Prompt: Write out every one of these lines as a JSON list of strings, one string per line, with blank lines dropped.

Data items

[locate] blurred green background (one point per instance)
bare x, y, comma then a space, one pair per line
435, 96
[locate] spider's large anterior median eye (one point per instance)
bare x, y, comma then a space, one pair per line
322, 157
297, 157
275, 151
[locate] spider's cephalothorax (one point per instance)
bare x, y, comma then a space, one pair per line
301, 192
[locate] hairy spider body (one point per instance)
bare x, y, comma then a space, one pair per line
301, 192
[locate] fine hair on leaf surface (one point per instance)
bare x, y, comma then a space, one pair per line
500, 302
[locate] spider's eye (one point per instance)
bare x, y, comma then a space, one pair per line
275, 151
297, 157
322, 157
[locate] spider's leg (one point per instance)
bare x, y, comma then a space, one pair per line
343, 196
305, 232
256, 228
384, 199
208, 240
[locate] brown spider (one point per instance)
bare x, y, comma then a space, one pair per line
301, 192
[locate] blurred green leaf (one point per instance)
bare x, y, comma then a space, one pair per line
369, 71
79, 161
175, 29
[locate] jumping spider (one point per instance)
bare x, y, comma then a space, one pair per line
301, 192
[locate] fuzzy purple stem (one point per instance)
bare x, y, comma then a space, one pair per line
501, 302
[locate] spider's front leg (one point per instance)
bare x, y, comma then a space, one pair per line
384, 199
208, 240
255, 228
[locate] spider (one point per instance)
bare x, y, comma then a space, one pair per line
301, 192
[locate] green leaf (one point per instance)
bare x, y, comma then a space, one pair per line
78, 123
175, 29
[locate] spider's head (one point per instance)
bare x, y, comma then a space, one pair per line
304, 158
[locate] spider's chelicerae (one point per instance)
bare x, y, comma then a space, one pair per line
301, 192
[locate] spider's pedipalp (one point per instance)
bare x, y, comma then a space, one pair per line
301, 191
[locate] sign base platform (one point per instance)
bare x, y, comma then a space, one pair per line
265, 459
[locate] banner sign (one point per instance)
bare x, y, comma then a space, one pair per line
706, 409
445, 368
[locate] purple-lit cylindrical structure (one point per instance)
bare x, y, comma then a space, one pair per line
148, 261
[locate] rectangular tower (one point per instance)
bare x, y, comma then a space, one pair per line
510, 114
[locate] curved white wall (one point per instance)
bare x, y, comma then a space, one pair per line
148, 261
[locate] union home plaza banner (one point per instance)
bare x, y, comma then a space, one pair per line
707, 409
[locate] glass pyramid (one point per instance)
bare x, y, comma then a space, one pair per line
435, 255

Response:
[
  "[locate] blurred green background (one point per instance)",
  "bare x, y, comma then a space, one pair per line",
  "435, 96",
  "[locate] spider's large anterior median eye (one point per instance)",
  "bare x, y, comma then a space, one pair per line",
  "322, 157",
  "297, 157",
  "275, 151",
  "[locate] spider's cephalothorax (one point per instance)",
  "bare x, y, comma then a space, one pair per line",
  "301, 192",
  "[locate] hairy spider body (one point per instance)",
  "bare x, y, comma then a space, one pair per line",
  "301, 192",
  "[locate] fine hair on leaf surface (one point per instance)",
  "bare x, y, comma then a space, one pair per line",
  "500, 302",
  "[locate] spider's eye (one point per instance)",
  "bare x, y, comma then a space, one pair per line",
  "275, 151",
  "297, 157",
  "322, 157",
  "[locate] spider's leg (one point per instance)",
  "bare x, y, comma then a space, one pair per line",
  "343, 196",
  "305, 232",
  "256, 228",
  "384, 199",
  "208, 240",
  "[locate] brown spider (one point per instance)",
  "bare x, y, comma then a space, one pair per line",
  "301, 192",
  "[locate] blurred green leaf (one point per instance)",
  "bare x, y, comma then a space, one pair per line",
  "369, 71",
  "79, 161",
  "175, 29",
  "[locate] jumping spider (one point per instance)",
  "bare x, y, comma then a space, one pair per line",
  "301, 192",
  "[locate] fuzzy purple stem (one point per instance)",
  "bare x, y, comma then a space, one pair per line",
  "501, 302",
  "[locate] spider's front leg (one point per instance)",
  "bare x, y, comma then a space, one pair per line",
  "384, 199",
  "208, 240",
  "255, 228",
  "[locate] spider (one point per instance)",
  "bare x, y, comma then a space, one pair per line",
  "301, 192",
  "[locate] green leaf (one point per instance)",
  "bare x, y, comma then a space, one pair per line",
  "78, 123",
  "175, 29",
  "[locate] spider's head (one point per instance)",
  "bare x, y, comma then a space, one pair per line",
  "304, 158",
  "[locate] spider's chelicerae (one point per instance)",
  "bare x, y, comma then a space, one pair per line",
  "301, 192",
  "[locate] spider's pedipalp (one point per instance)",
  "bare x, y, comma then a space, one pair per line",
  "301, 191",
  "[locate] sign base platform (one point per instance)",
  "bare x, y, comma then a space, one pair per line",
  "265, 459",
  "[locate] banner sign (one point per instance)",
  "bare x, y, comma then a space, one pair per line",
  "706, 409",
  "445, 368",
  "[locate] purple-lit cylindrical structure (one point per instance)",
  "bare x, y, comma then a space, one pair per line",
  "148, 261",
  "[locate] rectangular tower (one point per instance)",
  "bare x, y, comma then a space, one pair per line",
  "510, 114",
  "[locate] curved white wall (one point per instance)",
  "bare x, y, comma then a space, one pair per line",
  "148, 261",
  "[locate] union home plaza banner (one point per instance)",
  "bare x, y, comma then a space, one pair per line",
  "707, 409",
  "[locate] glass pyramid (one point per instance)",
  "bare x, y, comma then a space, one pair per line",
  "435, 255"
]